● 課題
下の行から、「body」という語を含む行をすべて抜き出してください。大文字と小文字は区別します。

ポイント指定データの抜粋

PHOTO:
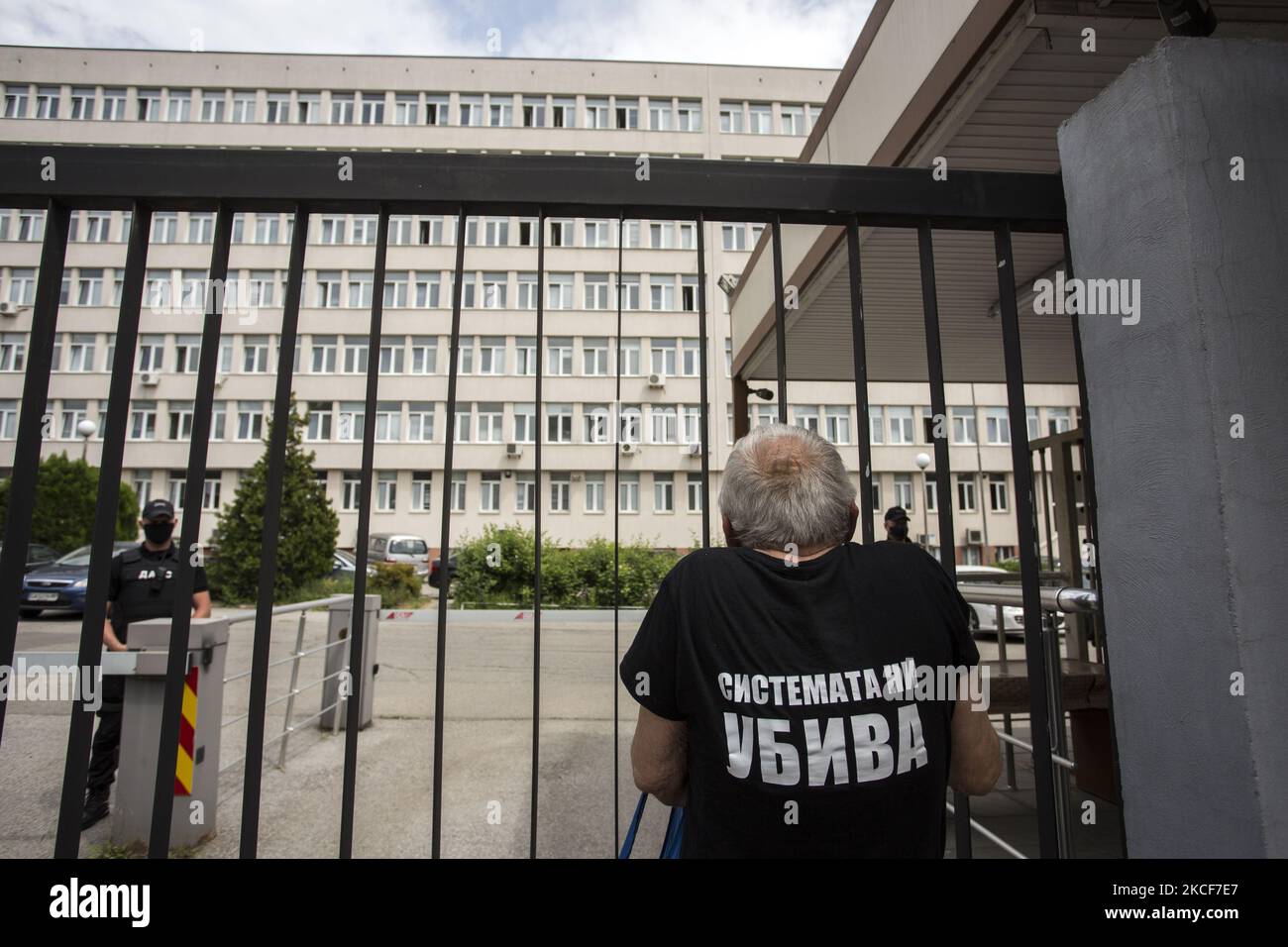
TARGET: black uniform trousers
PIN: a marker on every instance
(106, 750)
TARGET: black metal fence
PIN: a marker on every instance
(145, 180)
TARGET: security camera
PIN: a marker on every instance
(1188, 17)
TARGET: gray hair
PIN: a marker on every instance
(785, 483)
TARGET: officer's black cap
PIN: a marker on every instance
(156, 509)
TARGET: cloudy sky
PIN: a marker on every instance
(769, 33)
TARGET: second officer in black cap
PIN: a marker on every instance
(142, 586)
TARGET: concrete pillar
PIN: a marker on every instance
(1190, 445)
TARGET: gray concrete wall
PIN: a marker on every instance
(1194, 528)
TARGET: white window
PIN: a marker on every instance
(489, 492)
(561, 492)
(596, 114)
(436, 110)
(387, 421)
(373, 108)
(997, 495)
(352, 420)
(596, 290)
(563, 112)
(626, 114)
(733, 236)
(424, 355)
(964, 425)
(559, 291)
(559, 356)
(629, 492)
(526, 423)
(526, 492)
(664, 492)
(278, 107)
(997, 425)
(661, 292)
(342, 108)
(178, 106)
(420, 421)
(213, 106)
(355, 356)
(320, 421)
(421, 491)
(593, 492)
(533, 111)
(660, 115)
(386, 491)
(901, 425)
(593, 356)
(837, 423)
(794, 120)
(492, 355)
(730, 116)
(472, 110)
(500, 111)
(690, 116)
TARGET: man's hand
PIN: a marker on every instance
(660, 758)
(977, 751)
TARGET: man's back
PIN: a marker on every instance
(784, 674)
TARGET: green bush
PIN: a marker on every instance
(65, 495)
(500, 569)
(308, 531)
(395, 582)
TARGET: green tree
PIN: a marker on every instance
(65, 495)
(305, 543)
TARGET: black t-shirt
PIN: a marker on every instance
(782, 674)
(142, 585)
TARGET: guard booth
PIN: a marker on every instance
(196, 777)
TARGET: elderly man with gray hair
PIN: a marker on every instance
(776, 677)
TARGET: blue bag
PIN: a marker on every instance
(670, 841)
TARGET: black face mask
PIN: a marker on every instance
(159, 534)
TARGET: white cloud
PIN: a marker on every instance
(771, 33)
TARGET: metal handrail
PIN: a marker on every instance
(1054, 599)
(248, 615)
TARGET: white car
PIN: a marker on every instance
(984, 617)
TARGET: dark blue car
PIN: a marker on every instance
(59, 585)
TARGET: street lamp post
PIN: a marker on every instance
(922, 462)
(86, 429)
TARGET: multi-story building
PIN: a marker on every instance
(436, 105)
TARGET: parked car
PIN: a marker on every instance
(983, 618)
(38, 554)
(59, 585)
(436, 567)
(397, 547)
(346, 564)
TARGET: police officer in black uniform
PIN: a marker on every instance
(142, 586)
(897, 525)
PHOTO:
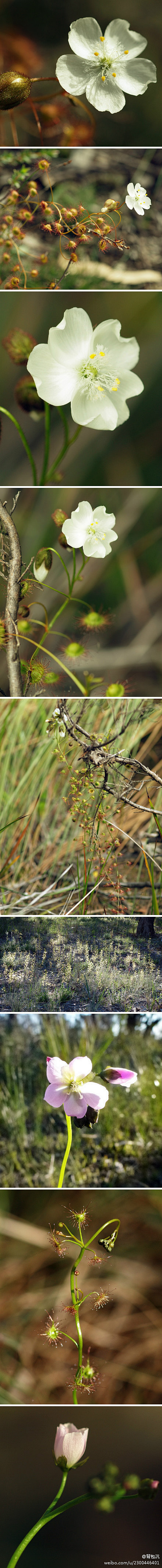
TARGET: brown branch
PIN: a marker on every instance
(13, 603)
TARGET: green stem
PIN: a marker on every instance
(68, 1147)
(67, 444)
(46, 443)
(38, 1526)
(24, 441)
(53, 1514)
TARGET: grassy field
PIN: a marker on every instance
(125, 1150)
(65, 839)
(67, 963)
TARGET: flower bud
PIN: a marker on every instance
(70, 1445)
(27, 397)
(59, 517)
(20, 346)
(15, 88)
(42, 567)
(115, 691)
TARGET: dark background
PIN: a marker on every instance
(133, 455)
(133, 1440)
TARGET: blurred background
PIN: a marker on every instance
(125, 1148)
(89, 178)
(123, 1335)
(34, 43)
(133, 454)
(123, 590)
(133, 1440)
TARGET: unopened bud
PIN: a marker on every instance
(42, 567)
(15, 88)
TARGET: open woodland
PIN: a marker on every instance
(79, 963)
(125, 1148)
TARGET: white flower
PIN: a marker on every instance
(90, 369)
(137, 198)
(70, 1445)
(90, 529)
(108, 65)
(68, 1089)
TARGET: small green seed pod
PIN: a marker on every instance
(15, 88)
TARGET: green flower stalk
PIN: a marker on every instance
(85, 1374)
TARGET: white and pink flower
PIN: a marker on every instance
(70, 1445)
(68, 1089)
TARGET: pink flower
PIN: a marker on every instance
(70, 1445)
(122, 1076)
(68, 1089)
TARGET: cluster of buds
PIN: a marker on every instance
(73, 225)
(108, 1489)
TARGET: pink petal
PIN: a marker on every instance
(122, 1076)
(74, 1104)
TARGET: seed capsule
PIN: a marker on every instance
(15, 88)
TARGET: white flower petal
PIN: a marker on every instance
(84, 513)
(85, 36)
(74, 1104)
(73, 74)
(96, 548)
(130, 203)
(105, 95)
(81, 1067)
(54, 385)
(56, 1097)
(108, 518)
(96, 1095)
(119, 32)
(123, 350)
(137, 207)
(131, 189)
(74, 344)
(136, 76)
(84, 408)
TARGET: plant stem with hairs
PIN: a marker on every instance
(13, 592)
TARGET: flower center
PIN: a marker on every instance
(96, 376)
(109, 65)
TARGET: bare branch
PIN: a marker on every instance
(13, 603)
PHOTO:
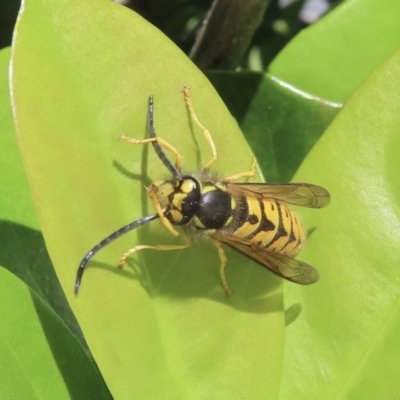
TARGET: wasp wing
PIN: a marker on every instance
(283, 266)
(299, 194)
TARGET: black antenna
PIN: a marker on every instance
(108, 240)
(158, 149)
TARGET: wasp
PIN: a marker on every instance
(252, 218)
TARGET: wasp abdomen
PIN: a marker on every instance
(268, 223)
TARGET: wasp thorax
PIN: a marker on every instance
(215, 209)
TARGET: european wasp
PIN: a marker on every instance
(253, 218)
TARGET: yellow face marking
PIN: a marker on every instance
(187, 186)
(178, 199)
(163, 190)
(176, 216)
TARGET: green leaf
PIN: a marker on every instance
(344, 344)
(333, 57)
(23, 252)
(38, 353)
(280, 123)
(162, 328)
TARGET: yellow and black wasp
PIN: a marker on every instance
(253, 218)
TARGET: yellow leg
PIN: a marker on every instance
(161, 142)
(248, 174)
(206, 132)
(223, 260)
(164, 220)
(160, 247)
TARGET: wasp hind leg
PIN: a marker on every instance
(223, 259)
(160, 247)
(206, 132)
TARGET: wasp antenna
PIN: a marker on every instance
(115, 235)
(157, 148)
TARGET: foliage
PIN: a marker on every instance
(162, 328)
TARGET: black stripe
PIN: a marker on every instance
(265, 224)
(281, 231)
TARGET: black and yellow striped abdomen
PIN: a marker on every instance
(267, 223)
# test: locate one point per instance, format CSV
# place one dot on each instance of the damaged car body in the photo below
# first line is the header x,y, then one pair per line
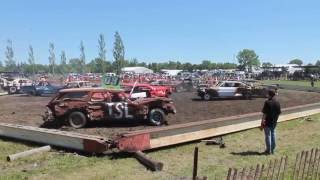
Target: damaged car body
x,y
78,106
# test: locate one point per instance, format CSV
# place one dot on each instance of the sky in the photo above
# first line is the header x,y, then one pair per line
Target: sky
x,y
158,31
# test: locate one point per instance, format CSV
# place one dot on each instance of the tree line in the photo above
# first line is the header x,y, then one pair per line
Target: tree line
x,y
59,64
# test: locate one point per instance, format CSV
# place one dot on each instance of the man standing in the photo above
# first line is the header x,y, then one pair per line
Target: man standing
x,y
271,111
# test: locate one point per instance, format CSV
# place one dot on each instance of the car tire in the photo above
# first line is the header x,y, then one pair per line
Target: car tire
x,y
207,97
247,96
157,117
12,90
77,119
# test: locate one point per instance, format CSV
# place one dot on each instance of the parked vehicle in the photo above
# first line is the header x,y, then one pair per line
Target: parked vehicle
x,y
41,89
13,85
232,89
152,91
77,84
80,105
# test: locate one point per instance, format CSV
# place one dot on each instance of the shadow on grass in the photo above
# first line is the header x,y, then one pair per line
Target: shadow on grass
x,y
248,153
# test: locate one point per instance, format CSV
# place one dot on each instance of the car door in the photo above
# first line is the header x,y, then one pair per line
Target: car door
x,y
227,89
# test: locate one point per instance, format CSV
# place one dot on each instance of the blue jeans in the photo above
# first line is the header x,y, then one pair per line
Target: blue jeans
x,y
270,138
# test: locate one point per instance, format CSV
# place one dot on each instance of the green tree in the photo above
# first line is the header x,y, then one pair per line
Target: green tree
x,y
247,59
267,64
10,62
82,58
63,63
31,59
296,61
118,52
187,67
75,64
52,58
102,51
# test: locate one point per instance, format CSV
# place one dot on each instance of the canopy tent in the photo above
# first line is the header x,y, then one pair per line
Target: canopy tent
x,y
136,70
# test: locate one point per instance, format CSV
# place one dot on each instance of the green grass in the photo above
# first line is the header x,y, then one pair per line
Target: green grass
x,y
288,82
293,137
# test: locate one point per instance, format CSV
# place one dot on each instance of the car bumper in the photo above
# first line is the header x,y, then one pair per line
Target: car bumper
x,y
48,115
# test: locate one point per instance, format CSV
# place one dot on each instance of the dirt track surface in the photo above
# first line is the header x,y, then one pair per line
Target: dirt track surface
x,y
27,110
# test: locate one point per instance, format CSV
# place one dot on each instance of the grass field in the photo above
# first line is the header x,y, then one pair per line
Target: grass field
x,y
297,83
241,150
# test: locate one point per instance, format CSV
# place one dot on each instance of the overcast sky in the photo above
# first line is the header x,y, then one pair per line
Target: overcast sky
x,y
157,31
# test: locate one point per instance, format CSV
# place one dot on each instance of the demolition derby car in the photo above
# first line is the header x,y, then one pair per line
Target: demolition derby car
x,y
233,89
151,90
78,106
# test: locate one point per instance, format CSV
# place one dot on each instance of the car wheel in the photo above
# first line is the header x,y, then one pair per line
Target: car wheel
x,y
207,97
77,119
12,90
247,96
157,117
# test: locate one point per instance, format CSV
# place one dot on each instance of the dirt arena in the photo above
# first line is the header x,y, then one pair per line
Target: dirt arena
x,y
27,110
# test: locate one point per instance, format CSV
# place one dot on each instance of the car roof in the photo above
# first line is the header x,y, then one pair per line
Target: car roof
x,y
77,81
99,89
231,81
132,84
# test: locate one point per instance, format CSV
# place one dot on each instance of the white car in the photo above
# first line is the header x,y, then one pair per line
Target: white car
x,y
226,89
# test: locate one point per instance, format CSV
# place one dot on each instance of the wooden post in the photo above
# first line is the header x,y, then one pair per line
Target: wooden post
x,y
195,164
280,167
149,163
317,169
256,174
300,162
285,167
13,157
295,166
310,163
305,162
262,170
229,174
274,166
314,162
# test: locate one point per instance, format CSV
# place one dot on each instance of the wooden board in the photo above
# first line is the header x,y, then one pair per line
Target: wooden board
x,y
218,131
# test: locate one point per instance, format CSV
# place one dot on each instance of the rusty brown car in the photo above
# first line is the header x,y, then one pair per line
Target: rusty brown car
x,y
78,106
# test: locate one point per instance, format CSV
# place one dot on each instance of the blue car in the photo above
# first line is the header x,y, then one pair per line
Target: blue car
x,y
41,89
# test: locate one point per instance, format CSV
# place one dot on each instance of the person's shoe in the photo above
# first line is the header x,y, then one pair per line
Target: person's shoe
x,y
266,152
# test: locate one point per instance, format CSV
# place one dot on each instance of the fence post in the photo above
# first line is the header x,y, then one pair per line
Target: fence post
x,y
229,174
301,156
285,167
262,169
243,173
274,166
257,172
280,167
195,164
310,163
317,170
304,164
314,162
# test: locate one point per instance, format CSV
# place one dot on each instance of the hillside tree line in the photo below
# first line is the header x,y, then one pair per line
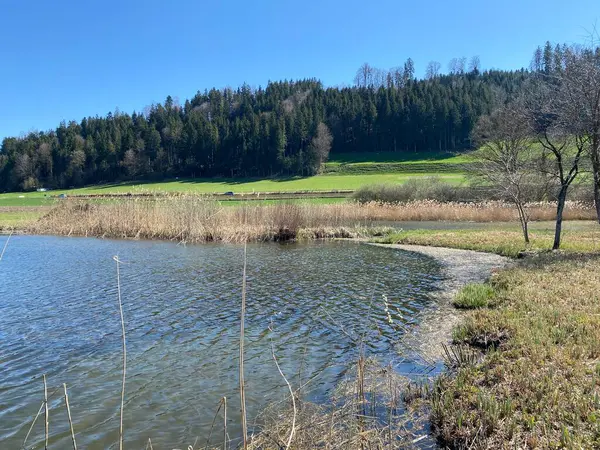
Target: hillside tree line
x,y
287,128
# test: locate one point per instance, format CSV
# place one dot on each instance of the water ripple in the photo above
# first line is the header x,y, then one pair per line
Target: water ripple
x,y
59,316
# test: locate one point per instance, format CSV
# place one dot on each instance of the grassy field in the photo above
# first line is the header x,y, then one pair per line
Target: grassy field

● 解答
# place one dot on each instance of the damaged car body in the photo below
Target: damaged car body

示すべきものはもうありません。